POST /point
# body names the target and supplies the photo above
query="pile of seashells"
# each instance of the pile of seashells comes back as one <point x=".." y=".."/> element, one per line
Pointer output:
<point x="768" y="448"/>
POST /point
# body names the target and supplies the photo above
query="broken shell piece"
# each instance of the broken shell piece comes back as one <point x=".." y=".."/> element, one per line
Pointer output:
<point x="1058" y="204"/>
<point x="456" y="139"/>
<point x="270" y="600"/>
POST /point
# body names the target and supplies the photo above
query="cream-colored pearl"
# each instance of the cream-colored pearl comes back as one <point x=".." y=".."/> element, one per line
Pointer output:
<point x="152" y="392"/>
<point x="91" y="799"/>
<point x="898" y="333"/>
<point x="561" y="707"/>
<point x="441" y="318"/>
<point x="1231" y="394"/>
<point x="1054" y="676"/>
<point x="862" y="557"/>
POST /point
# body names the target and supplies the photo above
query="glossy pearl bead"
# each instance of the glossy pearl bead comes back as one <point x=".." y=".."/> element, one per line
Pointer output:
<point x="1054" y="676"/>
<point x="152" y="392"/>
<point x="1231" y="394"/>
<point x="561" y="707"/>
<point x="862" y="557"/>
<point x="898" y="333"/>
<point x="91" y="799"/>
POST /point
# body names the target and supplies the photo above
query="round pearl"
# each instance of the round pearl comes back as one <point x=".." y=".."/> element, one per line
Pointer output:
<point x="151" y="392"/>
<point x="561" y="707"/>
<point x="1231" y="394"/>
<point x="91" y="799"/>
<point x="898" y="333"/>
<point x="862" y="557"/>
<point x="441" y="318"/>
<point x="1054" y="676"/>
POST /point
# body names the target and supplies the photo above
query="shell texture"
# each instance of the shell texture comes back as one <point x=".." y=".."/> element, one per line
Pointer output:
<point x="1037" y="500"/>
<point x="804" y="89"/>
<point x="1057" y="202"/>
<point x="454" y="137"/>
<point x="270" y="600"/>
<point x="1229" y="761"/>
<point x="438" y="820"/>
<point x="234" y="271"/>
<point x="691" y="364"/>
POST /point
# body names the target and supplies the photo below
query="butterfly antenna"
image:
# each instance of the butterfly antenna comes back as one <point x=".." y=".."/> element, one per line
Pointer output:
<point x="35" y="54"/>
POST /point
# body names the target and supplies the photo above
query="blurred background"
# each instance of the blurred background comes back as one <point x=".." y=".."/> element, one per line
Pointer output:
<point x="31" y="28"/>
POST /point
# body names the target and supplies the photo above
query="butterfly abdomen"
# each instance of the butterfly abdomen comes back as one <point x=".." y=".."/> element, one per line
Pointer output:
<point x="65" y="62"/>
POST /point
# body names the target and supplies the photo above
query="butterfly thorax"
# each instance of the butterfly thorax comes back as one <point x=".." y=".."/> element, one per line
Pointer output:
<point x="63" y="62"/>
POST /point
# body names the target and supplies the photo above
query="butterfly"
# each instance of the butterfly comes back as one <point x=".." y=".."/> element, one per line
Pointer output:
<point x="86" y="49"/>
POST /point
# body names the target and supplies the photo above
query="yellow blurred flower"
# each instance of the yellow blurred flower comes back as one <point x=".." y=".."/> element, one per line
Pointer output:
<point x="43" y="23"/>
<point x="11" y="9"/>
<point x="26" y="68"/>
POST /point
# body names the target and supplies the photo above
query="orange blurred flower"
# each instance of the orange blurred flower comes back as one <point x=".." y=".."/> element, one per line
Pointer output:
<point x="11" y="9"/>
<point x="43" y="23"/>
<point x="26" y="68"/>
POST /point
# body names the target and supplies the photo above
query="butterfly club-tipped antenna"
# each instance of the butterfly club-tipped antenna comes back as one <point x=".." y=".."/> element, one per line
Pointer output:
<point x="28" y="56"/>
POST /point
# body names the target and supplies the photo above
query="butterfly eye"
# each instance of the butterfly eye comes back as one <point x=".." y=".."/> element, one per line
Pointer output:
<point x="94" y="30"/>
......
PROBLEM REQUIREMENTS = Take the material above and return all of it exactly.

RESPONSE BELOW =
POST /point
# body names the target and supplies the photo above
query="pile of seashells"
# each instance of the pile of seashells comes back as one <point x=".." y=".."/> element, one per line
Pointer output:
<point x="768" y="448"/>
POST /point
# body names the target and supplies the photo above
query="broken shell piece"
# each instance of the broken shell piece comes back as one <point x=".." y=".."/> element, one per line
Pointer output:
<point x="1058" y="204"/>
<point x="456" y="139"/>
<point x="270" y="600"/>
POST /point
# body names the target and supplies the photo above
query="cream-colored pearl"
# each instance of the cream-colored pearl comes back as one <point x=".." y=".."/> element, one per line
Pointer output:
<point x="152" y="392"/>
<point x="91" y="799"/>
<point x="898" y="333"/>
<point x="561" y="707"/>
<point x="441" y="318"/>
<point x="1231" y="394"/>
<point x="1054" y="676"/>
<point x="862" y="557"/>
POST /point
# body names the target and supplies the photo above
query="glossy pearl bead"
# each instance of the glossy pearl bead comes back as one <point x=".." y=".."/> element, one per line
Pointer output:
<point x="1054" y="676"/>
<point x="152" y="392"/>
<point x="1231" y="394"/>
<point x="561" y="707"/>
<point x="862" y="557"/>
<point x="898" y="333"/>
<point x="91" y="799"/>
POST /point
# body names the target and supplies the photo above
query="round pearl"
# each instance of the round pearl comes back as one <point x=".." y=".."/> element, one per line
Pointer output:
<point x="151" y="392"/>
<point x="561" y="707"/>
<point x="1231" y="394"/>
<point x="91" y="799"/>
<point x="898" y="333"/>
<point x="862" y="557"/>
<point x="441" y="318"/>
<point x="1054" y="676"/>
POST /point
# body names the target and supplies the photo above
query="shell texture"
# each instance of the shell texture comes back as one <point x=".." y=".."/> element, one per line
Pointer output:
<point x="1037" y="500"/>
<point x="804" y="89"/>
<point x="1057" y="202"/>
<point x="454" y="137"/>
<point x="270" y="600"/>
<point x="1229" y="761"/>
<point x="438" y="820"/>
<point x="234" y="271"/>
<point x="691" y="364"/>
POST /point
# body names the target and supplies the photo below
query="butterfly antenna"
image:
# each instance of the butterfly antenna comes back as one <point x=".." y=".."/> element, one per line
Pointer output:
<point x="35" y="54"/>
POST /point
# body names the target and supplies the photo above
query="blurred background"
# each instance of the blurred background comes back as one <point x=".." y=".."/> element, one per line
Pointer output:
<point x="31" y="28"/>
POST /point
# body names the target and supplies the photo above
query="butterfly abdomen"
# each instance of the butterfly abdomen comes back as one <point x=".." y=".."/> element, one per line
Pointer output:
<point x="65" y="62"/>
POST /point
# body names the target and supplies the photo above
query="butterfly thorax"
# each instance of the butterfly thorax comes back as one <point x=".." y=".."/> element, one per line
Pointer output:
<point x="63" y="62"/>
POST /point
# body names the target and supplies the photo above
query="butterfly"
# each instance of the butterfly comes back as one <point x=".." y=".."/> element, one per line
Pointer output:
<point x="86" y="49"/>
POST /point
# body names the target and supplies the photo above
query="yellow blurred flower"
# each instance of the yellow blurred flower comes back as one <point x=".." y=".."/> element, one per line
Pointer output:
<point x="43" y="23"/>
<point x="11" y="9"/>
<point x="26" y="68"/>
POST /point
# body names the target and supplies the photo above
query="orange blurred flower"
# each instance of the orange blurred flower comes back as one <point x=".." y=".."/> element, one per line
Pointer output:
<point x="11" y="9"/>
<point x="43" y="23"/>
<point x="26" y="68"/>
POST /point
# body names the target and supplies the photo above
query="butterfly club-tipped antenna"
# each instance of the butterfly club-tipped antenna comes back as one <point x=".." y=".."/> element, one per line
Pointer output:
<point x="28" y="56"/>
POST /point
# body names the target and supplies the photo above
query="butterfly eye"
# each instance of the butterfly eye comes back as one <point x=".." y=".."/> element, one per line
Pointer output:
<point x="94" y="30"/>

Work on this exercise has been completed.